#### [Ziel der Aufgabe]
Wovon sind Mikroorganismen laut dem Ausgangstext die Bewahrer?

#### [Ausgangstext]
Kursziele und Kursinhalte      
 
 
 

Im Rahmen des Kurses Biochemie I und im Mikrobiologiekurs "Vielfalt der Mikroorganismen" (3. Semester) haben Sie bereits einige Grundstoffwechselwege und bioenergetische Prinzipien kennen gelernt. In diesem Kurs möchten wir Sie mit der enormen Stoffwechsel-Diversität bei den Prokaryoten vertraut machen. Sie sollen nicht überwältigt sein von der Vielfalt, sondern daraus grundlegende Prinzipen herausfinden, die die vielen Stoffwechselwege und die paar Energieumwandlungsmechanismen auszeichnen.

Mikroorganismen sind die Bewahrer des grössten Teils der genetischen Variabilität, die sich im Verlaufe der Evolution gebildet hat. Die Vielfalt drückt sich im mikrobiellen Stoffwechselrepertoir aus, welches den Prokaryoten erlaubt hat, die extremsten Habitate zu besiedeln, eine grosse Zahl möglicher Energiequellen zu nutzen und schwierigste chemische Reaktionen mit höchster Spezifität auszuführen.

#### [Datenauszüge]
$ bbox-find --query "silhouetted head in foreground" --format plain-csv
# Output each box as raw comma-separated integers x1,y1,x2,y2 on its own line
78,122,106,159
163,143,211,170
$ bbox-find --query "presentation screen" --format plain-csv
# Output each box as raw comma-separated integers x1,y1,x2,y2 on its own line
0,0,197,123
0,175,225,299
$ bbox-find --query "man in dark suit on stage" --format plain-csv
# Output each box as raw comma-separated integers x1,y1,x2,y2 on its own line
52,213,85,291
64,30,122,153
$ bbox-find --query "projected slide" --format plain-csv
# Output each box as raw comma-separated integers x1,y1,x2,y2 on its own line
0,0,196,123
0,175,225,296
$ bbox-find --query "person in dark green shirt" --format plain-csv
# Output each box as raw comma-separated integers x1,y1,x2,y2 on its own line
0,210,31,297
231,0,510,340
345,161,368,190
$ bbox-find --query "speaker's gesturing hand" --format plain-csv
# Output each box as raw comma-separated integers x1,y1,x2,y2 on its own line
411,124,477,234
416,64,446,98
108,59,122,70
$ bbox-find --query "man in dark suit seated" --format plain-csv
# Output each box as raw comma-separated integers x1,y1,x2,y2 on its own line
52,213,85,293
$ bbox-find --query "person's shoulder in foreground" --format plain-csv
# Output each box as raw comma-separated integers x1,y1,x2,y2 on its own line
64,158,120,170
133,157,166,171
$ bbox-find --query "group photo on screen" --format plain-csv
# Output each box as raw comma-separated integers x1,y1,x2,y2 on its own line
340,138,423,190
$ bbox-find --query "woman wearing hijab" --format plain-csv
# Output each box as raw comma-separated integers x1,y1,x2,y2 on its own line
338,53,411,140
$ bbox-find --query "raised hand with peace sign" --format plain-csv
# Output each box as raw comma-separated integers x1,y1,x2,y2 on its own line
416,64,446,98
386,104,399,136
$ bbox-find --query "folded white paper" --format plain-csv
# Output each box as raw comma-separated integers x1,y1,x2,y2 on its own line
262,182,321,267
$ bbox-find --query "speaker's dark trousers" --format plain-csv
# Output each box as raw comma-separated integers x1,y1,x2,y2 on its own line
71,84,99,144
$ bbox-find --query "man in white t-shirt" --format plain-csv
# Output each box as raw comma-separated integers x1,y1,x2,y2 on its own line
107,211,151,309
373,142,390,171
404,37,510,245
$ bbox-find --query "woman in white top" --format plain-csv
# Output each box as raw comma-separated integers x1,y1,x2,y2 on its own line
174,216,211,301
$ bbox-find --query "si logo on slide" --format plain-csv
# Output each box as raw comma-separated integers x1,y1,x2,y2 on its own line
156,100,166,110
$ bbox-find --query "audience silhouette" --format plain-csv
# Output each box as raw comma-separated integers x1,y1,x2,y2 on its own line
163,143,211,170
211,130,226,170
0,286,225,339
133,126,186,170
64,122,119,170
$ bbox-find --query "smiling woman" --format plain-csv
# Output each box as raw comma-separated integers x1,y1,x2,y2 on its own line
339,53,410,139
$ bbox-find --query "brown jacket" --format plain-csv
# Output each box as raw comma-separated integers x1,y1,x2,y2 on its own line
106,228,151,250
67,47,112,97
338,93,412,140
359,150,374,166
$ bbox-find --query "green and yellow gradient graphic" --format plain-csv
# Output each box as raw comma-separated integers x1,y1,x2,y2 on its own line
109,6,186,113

#### [Schriftliche Antwort]
Vom grössten Teil der genetischen Variabilität, die sich im Verlauf der Evolution gebildet hat.